Recorded data:
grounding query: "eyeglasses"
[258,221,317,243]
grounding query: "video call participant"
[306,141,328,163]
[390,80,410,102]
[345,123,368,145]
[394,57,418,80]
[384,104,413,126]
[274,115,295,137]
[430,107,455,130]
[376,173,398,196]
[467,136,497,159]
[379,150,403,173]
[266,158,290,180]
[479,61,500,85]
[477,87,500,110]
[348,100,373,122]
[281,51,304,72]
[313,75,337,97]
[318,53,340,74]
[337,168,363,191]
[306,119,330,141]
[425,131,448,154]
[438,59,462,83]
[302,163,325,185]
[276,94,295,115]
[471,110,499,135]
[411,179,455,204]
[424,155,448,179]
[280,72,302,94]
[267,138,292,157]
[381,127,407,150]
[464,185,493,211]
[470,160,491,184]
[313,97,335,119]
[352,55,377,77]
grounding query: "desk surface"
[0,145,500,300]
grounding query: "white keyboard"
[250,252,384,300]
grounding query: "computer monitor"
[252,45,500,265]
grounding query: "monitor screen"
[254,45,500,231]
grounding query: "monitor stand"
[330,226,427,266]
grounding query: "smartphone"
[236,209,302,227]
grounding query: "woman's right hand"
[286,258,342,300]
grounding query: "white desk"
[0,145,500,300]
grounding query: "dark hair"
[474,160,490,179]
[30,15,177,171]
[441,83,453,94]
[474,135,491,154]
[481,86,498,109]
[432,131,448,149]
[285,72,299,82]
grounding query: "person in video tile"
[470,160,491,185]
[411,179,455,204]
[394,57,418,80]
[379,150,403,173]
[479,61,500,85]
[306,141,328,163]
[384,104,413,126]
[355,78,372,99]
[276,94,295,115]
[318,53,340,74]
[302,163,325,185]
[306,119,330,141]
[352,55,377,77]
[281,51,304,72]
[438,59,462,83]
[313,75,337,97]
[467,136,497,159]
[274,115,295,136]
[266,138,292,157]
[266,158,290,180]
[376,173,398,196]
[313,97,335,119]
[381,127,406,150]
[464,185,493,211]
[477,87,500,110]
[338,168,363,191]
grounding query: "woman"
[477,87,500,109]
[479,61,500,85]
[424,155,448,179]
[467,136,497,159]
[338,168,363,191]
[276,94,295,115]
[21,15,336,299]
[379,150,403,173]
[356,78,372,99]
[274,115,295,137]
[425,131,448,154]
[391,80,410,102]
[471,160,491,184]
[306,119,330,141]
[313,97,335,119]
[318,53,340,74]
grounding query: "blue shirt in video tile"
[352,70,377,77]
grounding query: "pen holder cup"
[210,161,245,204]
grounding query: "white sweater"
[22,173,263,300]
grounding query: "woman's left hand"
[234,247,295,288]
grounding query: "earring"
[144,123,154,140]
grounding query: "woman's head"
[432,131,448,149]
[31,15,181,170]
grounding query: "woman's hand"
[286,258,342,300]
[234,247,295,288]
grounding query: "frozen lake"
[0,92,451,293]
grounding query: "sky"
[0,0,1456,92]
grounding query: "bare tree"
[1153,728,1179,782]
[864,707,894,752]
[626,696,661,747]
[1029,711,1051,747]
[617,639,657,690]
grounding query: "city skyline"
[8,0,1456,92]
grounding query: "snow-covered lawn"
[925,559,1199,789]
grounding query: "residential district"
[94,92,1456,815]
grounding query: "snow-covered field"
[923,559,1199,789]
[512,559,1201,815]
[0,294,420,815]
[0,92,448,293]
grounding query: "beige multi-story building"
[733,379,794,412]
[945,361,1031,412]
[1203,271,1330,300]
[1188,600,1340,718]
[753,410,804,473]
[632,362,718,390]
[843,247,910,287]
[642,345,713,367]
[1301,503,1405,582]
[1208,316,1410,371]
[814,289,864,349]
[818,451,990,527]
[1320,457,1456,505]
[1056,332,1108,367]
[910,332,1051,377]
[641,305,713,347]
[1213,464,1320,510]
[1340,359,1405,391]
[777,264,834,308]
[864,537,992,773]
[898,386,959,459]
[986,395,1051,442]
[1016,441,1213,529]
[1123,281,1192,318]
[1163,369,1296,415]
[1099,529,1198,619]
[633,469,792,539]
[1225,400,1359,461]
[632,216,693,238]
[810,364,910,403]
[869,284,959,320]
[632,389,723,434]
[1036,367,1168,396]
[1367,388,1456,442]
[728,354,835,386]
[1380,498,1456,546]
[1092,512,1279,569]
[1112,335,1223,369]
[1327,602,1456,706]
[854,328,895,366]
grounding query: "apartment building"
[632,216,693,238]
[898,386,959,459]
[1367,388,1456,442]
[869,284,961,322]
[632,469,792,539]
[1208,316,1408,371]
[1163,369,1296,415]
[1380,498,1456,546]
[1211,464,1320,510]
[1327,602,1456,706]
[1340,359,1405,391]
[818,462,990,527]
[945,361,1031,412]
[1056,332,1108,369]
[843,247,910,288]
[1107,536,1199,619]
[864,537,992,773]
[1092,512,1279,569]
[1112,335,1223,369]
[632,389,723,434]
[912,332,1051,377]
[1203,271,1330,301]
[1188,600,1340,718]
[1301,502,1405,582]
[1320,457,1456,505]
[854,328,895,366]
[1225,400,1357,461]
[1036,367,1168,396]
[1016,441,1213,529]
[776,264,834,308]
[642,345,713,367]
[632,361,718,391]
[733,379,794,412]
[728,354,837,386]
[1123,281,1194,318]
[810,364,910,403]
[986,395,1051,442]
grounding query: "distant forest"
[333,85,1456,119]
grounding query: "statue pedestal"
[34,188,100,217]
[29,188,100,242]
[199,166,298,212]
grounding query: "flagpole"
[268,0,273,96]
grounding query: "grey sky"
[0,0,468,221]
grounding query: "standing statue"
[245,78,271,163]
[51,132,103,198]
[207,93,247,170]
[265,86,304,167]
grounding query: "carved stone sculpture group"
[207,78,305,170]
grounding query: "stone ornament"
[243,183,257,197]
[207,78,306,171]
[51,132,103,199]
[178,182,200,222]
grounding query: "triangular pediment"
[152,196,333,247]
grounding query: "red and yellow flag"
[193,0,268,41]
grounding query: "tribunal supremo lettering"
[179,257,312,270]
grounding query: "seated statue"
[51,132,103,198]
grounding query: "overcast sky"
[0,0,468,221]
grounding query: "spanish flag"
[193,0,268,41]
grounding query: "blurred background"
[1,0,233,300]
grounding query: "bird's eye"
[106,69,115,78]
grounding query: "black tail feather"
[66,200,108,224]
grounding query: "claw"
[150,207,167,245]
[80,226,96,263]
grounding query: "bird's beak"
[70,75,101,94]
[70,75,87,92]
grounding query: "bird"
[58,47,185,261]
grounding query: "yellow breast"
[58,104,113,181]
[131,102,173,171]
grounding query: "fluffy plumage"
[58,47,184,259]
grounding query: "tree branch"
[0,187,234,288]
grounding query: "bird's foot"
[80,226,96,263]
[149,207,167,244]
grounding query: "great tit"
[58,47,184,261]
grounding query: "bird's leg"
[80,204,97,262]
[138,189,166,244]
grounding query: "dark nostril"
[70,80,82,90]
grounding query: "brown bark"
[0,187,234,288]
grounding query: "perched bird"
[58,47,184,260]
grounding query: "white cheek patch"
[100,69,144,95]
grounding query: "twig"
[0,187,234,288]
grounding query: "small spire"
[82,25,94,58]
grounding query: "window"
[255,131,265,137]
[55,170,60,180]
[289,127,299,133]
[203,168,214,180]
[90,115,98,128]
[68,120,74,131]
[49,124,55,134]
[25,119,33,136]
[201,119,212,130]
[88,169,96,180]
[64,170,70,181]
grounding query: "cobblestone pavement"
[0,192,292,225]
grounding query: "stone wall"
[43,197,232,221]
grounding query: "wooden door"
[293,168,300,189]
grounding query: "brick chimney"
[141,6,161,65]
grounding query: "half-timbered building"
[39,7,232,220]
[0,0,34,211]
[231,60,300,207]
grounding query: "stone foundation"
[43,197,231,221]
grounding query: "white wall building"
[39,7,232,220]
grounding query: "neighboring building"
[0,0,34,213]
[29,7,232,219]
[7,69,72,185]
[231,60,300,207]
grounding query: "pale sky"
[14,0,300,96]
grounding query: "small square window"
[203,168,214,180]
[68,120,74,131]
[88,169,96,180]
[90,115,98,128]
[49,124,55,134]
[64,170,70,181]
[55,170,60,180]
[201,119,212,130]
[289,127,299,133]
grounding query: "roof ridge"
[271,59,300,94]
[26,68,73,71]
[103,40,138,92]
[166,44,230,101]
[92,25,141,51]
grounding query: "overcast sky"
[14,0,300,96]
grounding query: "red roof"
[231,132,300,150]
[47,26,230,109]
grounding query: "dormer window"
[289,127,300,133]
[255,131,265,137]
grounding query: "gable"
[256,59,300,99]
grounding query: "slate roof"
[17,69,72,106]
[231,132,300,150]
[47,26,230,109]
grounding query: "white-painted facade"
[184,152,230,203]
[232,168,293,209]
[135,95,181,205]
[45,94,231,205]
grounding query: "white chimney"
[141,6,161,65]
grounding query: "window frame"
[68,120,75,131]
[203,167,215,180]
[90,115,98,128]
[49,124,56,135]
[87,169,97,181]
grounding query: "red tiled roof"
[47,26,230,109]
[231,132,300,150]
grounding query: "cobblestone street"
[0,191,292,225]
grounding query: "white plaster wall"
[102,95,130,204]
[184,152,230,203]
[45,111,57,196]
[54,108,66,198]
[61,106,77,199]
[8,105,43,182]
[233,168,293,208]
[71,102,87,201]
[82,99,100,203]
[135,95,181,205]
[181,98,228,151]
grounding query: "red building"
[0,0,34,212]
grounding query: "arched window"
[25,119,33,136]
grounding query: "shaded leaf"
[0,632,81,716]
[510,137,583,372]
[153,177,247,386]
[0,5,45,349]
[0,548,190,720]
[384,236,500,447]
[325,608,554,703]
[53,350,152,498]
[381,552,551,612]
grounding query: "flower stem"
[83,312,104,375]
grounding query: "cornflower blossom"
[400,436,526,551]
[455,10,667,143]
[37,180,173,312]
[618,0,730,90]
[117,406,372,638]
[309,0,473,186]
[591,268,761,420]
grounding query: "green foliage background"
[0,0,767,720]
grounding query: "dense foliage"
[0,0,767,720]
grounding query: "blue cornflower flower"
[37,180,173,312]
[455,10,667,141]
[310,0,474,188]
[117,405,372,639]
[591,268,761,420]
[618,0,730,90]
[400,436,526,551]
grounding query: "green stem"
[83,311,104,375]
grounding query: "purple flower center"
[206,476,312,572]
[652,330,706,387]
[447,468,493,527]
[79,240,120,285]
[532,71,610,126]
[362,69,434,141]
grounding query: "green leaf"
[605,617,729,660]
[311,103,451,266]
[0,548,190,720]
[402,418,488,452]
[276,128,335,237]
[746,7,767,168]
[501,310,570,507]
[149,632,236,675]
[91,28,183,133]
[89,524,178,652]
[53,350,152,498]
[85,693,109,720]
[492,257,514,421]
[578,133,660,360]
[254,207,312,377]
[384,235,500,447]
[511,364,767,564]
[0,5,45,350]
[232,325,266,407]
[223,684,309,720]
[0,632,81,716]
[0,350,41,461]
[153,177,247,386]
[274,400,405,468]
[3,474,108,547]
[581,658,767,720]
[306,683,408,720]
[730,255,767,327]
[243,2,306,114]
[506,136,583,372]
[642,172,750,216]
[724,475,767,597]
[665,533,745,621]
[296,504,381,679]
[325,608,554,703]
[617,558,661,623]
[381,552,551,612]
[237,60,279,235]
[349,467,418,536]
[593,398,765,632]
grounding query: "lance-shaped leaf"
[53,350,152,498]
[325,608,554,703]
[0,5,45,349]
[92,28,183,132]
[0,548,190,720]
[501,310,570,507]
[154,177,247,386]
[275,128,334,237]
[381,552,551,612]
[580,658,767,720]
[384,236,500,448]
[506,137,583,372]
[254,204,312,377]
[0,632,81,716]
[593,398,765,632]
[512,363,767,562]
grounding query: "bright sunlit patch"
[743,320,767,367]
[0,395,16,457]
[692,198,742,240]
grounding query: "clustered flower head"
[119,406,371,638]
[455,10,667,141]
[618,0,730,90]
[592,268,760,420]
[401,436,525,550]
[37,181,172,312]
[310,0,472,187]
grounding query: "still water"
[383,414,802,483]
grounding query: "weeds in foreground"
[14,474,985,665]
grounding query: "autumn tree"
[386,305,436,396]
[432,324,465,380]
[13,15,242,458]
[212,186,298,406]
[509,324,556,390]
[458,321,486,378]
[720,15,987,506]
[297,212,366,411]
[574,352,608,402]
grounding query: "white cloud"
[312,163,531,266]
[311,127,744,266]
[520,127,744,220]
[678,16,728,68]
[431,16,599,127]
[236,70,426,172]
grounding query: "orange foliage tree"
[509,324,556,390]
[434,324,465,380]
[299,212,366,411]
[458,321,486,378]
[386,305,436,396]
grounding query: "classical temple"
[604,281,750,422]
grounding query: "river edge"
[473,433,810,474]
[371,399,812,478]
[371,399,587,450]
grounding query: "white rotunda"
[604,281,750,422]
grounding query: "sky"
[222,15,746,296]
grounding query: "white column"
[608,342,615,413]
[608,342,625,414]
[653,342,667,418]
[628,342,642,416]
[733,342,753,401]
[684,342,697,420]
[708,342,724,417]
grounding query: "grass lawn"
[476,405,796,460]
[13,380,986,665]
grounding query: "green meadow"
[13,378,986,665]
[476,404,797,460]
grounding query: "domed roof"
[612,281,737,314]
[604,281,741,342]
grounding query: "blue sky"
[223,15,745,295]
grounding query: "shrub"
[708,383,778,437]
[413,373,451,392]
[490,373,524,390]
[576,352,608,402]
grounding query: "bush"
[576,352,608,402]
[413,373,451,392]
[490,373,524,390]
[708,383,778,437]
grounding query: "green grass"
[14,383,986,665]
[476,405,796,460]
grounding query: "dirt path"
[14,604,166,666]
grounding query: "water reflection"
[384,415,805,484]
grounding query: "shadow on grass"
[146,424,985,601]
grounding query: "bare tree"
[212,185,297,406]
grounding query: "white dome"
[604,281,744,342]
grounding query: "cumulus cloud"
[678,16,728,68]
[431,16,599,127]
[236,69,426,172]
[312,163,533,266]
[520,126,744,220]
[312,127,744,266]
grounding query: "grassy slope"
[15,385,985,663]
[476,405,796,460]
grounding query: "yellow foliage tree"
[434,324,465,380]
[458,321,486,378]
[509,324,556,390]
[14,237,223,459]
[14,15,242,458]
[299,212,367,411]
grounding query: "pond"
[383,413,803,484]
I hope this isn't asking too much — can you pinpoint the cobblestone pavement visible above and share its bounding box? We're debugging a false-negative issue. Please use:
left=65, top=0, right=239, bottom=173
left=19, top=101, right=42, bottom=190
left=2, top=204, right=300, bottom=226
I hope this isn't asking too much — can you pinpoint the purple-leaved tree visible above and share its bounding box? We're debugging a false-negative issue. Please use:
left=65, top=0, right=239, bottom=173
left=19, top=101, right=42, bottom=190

- _Set task_
Copy out the data verbatim, beginning at its first line and ending with the line that contains "[236,209,302,227]", including both of these lines.

- _Completed exercise_
grounding query: "eyeglasses"
[258,221,317,243]
grounding query: "video call participant"
[306,141,328,163]
[390,80,410,102]
[345,123,368,145]
[394,57,418,80]
[384,104,413,126]
[274,115,295,137]
[430,107,455,130]
[376,173,398,196]
[467,136,497,159]
[379,150,403,173]
[266,158,290,180]
[479,61,500,85]
[477,87,500,110]
[348,100,373,122]
[281,51,304,72]
[313,75,337,97]
[318,53,340,74]
[337,168,363,191]
[306,119,330,141]
[425,131,448,154]
[438,59,462,83]
[302,163,325,185]
[276,94,295,115]
[471,110,499,135]
[411,179,455,204]
[424,155,448,179]
[280,72,302,94]
[267,138,292,157]
[381,127,407,150]
[464,185,493,211]
[470,160,491,184]
[313,97,335,119]
[352,55,377,77]
grounding query: "desk surface"
[0,145,500,300]
grounding query: "white keyboard"
[250,252,384,300]
grounding query: "computer monitor"
[252,45,500,265]
grounding query: "monitor screen"
[254,45,500,231]
grounding query: "monitor stand"
[330,226,427,266]
grounding query: "smartphone"
[236,209,302,227]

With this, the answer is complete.